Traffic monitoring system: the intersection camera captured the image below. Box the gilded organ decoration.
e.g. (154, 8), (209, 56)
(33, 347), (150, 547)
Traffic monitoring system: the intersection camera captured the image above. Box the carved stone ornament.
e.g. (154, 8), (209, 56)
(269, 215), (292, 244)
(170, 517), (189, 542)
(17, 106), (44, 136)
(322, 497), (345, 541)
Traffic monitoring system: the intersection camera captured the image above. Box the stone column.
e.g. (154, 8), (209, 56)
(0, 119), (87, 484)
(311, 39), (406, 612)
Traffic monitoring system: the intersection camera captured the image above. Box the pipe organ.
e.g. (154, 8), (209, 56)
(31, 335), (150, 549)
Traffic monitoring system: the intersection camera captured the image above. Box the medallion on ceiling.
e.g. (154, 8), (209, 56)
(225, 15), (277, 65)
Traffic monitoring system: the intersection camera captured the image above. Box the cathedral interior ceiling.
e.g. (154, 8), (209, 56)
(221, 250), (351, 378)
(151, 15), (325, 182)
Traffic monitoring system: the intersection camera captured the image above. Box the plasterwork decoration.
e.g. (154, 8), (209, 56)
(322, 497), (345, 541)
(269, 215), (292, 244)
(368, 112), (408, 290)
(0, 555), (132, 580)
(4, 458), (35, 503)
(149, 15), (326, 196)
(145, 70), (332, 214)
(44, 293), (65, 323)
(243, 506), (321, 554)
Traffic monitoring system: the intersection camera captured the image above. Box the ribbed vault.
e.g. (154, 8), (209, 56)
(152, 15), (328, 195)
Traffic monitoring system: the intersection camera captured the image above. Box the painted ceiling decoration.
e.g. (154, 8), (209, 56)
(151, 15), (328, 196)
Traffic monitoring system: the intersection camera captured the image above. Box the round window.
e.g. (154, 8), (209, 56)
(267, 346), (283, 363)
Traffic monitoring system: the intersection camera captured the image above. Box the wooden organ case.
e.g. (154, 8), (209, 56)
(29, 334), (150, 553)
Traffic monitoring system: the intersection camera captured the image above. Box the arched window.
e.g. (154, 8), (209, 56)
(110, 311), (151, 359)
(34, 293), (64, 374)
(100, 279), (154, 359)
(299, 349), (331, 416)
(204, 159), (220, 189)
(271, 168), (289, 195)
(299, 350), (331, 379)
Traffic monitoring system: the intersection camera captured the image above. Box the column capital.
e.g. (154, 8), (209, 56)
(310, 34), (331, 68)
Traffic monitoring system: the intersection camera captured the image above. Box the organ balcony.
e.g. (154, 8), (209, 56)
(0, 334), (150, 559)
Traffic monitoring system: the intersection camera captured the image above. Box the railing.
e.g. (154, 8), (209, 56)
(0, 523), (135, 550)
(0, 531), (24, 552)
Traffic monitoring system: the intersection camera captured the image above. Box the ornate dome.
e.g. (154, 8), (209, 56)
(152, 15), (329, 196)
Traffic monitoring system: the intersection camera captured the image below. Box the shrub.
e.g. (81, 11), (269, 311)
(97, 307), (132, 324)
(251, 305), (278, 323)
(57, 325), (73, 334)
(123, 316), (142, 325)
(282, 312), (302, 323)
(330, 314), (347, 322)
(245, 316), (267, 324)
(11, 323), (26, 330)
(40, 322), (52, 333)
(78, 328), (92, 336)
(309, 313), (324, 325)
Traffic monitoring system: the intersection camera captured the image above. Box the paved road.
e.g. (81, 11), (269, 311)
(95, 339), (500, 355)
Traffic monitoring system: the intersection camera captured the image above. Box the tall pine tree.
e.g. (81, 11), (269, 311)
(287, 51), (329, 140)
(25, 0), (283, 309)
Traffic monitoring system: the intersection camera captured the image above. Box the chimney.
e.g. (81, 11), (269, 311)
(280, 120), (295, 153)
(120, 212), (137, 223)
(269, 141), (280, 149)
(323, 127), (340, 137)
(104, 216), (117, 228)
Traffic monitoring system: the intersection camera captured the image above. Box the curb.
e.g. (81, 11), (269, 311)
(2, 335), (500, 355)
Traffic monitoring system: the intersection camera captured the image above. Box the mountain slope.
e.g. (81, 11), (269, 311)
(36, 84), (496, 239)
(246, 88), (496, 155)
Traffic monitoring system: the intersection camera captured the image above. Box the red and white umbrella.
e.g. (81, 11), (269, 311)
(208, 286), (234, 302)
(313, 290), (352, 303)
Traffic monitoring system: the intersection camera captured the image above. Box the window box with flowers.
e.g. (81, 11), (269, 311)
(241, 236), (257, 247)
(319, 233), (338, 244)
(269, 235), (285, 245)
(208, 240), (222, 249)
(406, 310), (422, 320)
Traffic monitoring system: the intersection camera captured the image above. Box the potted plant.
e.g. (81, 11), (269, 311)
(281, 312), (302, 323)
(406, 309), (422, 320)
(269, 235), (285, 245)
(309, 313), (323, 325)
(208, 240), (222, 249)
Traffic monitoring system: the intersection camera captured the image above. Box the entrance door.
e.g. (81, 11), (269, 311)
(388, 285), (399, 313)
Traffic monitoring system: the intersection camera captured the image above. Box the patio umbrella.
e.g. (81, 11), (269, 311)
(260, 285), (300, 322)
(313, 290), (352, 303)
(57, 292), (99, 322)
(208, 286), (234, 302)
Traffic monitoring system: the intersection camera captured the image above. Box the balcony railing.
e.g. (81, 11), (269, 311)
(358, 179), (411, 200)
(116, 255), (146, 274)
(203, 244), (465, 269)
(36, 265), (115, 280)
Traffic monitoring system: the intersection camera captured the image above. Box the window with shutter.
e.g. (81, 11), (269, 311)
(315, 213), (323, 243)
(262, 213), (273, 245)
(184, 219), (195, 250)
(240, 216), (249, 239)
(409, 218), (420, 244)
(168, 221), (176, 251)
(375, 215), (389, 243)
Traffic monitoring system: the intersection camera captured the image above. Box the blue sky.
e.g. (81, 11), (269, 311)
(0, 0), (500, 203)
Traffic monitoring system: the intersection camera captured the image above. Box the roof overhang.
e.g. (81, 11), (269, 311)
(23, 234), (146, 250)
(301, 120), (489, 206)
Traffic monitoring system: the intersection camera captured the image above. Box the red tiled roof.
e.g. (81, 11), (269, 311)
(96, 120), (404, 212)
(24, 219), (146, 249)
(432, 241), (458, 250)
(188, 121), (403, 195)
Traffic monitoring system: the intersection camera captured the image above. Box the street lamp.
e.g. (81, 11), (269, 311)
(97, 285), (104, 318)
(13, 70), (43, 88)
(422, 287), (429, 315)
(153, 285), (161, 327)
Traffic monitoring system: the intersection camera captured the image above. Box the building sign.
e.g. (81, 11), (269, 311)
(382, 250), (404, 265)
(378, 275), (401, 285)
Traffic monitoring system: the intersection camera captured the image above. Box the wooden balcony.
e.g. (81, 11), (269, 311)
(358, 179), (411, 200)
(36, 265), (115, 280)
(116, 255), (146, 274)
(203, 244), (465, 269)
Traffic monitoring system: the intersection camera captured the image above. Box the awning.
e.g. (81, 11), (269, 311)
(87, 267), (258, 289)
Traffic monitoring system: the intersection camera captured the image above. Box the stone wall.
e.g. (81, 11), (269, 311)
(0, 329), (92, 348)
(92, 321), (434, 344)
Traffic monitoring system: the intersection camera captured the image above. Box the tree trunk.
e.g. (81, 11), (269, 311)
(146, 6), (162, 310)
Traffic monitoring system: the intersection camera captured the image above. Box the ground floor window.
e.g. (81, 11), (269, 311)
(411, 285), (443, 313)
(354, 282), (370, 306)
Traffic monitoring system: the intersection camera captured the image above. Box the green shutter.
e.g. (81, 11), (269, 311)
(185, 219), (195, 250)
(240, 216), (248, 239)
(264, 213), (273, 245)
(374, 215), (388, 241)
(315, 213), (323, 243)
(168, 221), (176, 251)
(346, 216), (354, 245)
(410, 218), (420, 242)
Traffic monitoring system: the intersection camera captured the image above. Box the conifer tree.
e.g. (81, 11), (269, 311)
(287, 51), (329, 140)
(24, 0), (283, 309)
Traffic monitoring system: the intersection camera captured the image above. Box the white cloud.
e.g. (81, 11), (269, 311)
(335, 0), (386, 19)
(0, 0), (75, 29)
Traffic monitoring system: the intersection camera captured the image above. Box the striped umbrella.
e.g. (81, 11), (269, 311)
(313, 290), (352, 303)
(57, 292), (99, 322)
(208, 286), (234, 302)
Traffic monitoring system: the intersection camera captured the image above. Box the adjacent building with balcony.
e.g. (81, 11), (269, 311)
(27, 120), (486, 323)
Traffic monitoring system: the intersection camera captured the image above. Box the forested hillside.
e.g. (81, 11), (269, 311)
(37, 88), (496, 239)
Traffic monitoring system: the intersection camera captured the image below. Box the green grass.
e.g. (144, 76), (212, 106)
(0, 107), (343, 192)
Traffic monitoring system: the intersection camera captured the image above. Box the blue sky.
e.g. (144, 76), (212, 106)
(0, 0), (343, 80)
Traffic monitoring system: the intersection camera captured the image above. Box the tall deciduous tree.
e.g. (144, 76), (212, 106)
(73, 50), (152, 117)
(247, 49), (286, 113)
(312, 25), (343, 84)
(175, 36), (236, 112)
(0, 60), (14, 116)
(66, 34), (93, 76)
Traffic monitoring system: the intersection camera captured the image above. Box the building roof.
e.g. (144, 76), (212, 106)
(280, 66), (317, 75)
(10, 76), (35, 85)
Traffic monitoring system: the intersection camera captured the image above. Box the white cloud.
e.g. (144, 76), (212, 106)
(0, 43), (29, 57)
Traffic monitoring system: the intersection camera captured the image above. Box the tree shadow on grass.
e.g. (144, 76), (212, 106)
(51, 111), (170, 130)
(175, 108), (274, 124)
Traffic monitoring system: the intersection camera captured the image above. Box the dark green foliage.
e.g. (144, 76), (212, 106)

********

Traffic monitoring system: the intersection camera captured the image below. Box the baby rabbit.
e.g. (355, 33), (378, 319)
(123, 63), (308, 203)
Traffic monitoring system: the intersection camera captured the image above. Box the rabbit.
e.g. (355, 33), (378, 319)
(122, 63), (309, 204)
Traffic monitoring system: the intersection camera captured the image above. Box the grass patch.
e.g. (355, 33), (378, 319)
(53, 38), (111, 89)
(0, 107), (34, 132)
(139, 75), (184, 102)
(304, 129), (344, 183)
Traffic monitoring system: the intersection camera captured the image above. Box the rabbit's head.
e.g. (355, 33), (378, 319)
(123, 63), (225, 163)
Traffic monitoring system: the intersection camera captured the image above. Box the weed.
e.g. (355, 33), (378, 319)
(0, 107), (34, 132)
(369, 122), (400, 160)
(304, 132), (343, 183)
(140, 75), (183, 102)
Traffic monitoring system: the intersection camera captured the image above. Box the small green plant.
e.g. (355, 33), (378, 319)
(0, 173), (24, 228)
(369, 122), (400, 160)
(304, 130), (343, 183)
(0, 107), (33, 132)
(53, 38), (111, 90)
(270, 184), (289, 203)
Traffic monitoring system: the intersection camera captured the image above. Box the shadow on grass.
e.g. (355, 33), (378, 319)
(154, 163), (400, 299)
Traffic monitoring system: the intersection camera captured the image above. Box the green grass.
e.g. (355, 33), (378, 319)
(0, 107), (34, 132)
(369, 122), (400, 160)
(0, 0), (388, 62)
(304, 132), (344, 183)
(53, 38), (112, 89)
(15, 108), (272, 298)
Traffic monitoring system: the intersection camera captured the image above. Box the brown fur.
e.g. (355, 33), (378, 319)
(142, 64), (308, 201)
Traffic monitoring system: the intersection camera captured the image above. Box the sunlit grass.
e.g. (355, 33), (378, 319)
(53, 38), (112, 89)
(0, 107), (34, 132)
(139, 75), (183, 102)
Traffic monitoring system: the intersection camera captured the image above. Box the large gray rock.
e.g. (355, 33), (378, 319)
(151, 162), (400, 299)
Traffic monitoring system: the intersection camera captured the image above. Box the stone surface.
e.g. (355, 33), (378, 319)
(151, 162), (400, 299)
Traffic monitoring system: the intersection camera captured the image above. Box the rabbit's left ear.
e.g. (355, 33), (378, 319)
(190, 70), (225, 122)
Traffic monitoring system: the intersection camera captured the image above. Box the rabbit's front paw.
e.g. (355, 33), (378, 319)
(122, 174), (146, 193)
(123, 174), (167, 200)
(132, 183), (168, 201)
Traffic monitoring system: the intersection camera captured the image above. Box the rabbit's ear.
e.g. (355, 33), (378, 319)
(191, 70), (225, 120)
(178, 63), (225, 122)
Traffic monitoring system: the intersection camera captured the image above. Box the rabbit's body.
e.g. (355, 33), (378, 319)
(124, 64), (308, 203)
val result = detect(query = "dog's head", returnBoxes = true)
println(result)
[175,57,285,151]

********

**INSTRUKSI TUGAS:**
Tolong sajikan baris-baris materi di atas sebagai tabel Markdown berkolom "No." untuk nomor urut dan "Baris" untuk isi baris, mulai dari baris yang memuat "wooden organ case." sampai baris yang memuat "(299, 350), (331, 379)", termasuk kedua baris itu. Lewati baris yang kosong.

**CONTOH JAWABAN:**
| No. | Baris |
|---|---|
| 1 | Traffic monitoring system: the intersection camera captured the image above. Box the wooden organ case. |
| 2 | e.g. (154, 8), (209, 56) |
| 3 | (29, 334), (150, 553) |
| 4 | Traffic monitoring system: the intersection camera captured the image above. Box the arched window. |
| 5 | e.g. (154, 8), (209, 56) |
| 6 | (110, 311), (151, 359) |
| 7 | (34, 293), (64, 374) |
| 8 | (100, 279), (154, 359) |
| 9 | (299, 349), (331, 416) |
| 10 | (204, 159), (220, 189) |
| 11 | (271, 168), (289, 195) |
| 12 | (299, 350), (331, 379) |